→ **Exercises to complete**:
1. In the essay on the spread of Covid19 in Europe, what name does the writer give to the "Covid corridor"?
2. Continue the essay on the spread of Covid19 in Europe from the point where it ends.

*** Opening Page text ***

A careful study of these maps shows a particularly high incidence in a corridor alongside (but mainly to the west of) the German borders with France, Luxembourg, Belgium and the southern Netherlands. At the northern extremity of this line – at the Netherlands' city of Maastricht, the Covid corridor turns left, towards Brussels. (In a country, Belgium, badly struck by Covid19, the commercial cities of Antwerp and Ghent appear to be much less affected than, for example, Brussels and Maastricht.
From now on in this essay, I will call the 'Covid corridor' Europia, analogous to Brasilia, or Washington DC, or Canberra ACT. Europia is the implicit federal district of the European Union, a project that logically progresses to a United States of Europe. It includes: Strasbourg, the home of the European Parliament; Brussels, the principal bureaucratic centre for the European Union; Luxembourg, the home site of ten core EU institutions; and Maastricht, where the key Treaty of Maastricht was signed.
Europia is the (unofficial) federal capital of the European Union.
The only conclusion from a careful evaluation of the available maps is that the principal transmission vehicle for Covid19 in Northwest Europe is the EU Eurocracy itself. Not only has the European Union performed worse than the federal government of the United States in providing policies that can protect its people – the personnel of the EU government institutions appear to have been the main transmission vector of Covid19 in Europe. The facts, however, are hard to ascertain because regional statistics are subsumed by the statistics of EU's individual member nations; we need good regional analyses of the European Union as a whole.
Switzerland and the United Nations
The earliest substantial outbreaks of Covid19 in Southern Europe seem to have been in and near the financial centres, tax shelters and other jetsetter destinations of Southern Europe, and may have come from China via the gambling centre of Macau. The city of Milan became Europe's Wuhan.
In Switzerland, Covid19 first came to its financial centres in the north, and its ski resorts in the south and east. As at 6 March, 21 percent of Covid19 known cases were in Switzerland's French-speaking cantons of Geneva, Vaud and Valais. By April 15 that had increased to 41 percent. Adding in the Italian-speaking canton of Ticino, we get 52 percent. This means that the other (mainly German-speaking) 22 cantons – including the urban centres of Zurich, Basel and Bern – now have less than half of all known cases.

*** Closing Page text ***
*** Opening Extracted data ***

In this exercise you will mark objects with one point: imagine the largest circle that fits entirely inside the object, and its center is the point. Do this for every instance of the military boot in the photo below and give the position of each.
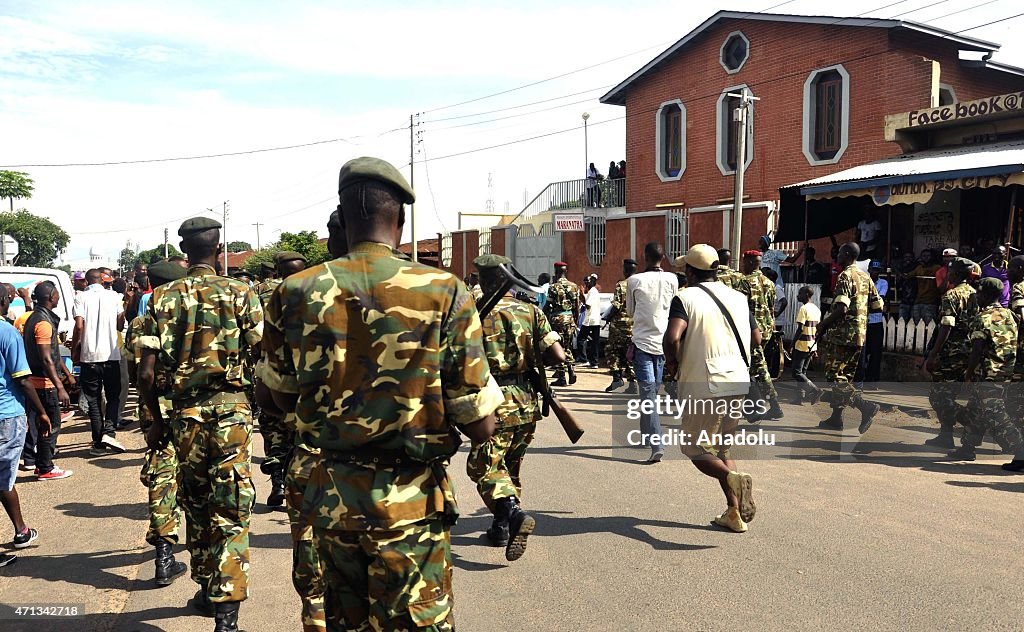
(616, 382)
(276, 497)
(835, 422)
(167, 567)
(867, 412)
(227, 617)
(520, 523)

*** Closing Extracted data ***

→ **Answers per task**:
1. Europia.

2.
So, in April, the Covid19 epidemic in Switzerland is centred on Geneva, home to the United Nations and therefore to another set of trans-national bureaucrats. As in the case of Europia, the Geneva outbreak occurred mainly in the last two weeks of March, a month after the Italian outbreak. It seems that United Nations workers themselves – like the Eurocrats further north – have been a major vector for the transmission of Covid19 in this pandemic.
Europia
By the third week of March, the hotbeds of Covid19 transmission appear to have been the very centres the world was looking to, to address the problem.
For most of the world's citizenry, we have been forced to address the problem by doing less. By in large, that has worked. However, a select group of people – people associated with institutions of governance in Europe – were busily addressing the problem by doing more. That has not worked. The virus is spread though the bureaucratic preponderance to hold workplace meetings. It has spread in office environments and social spaces that are much like spaces in cruise ships. In conducive environments, viruses work an order of magnitude faster than middle managers.
Once the virus hit the offices and restaurants of Milan, its principal transmission vector appears to have become the busyness of officials (and their technical advisers), not the busyness of business.
I have paid for Covid19 by missing out on a trip to South America. So many other people – especially in Europe – have paid a very much greater price.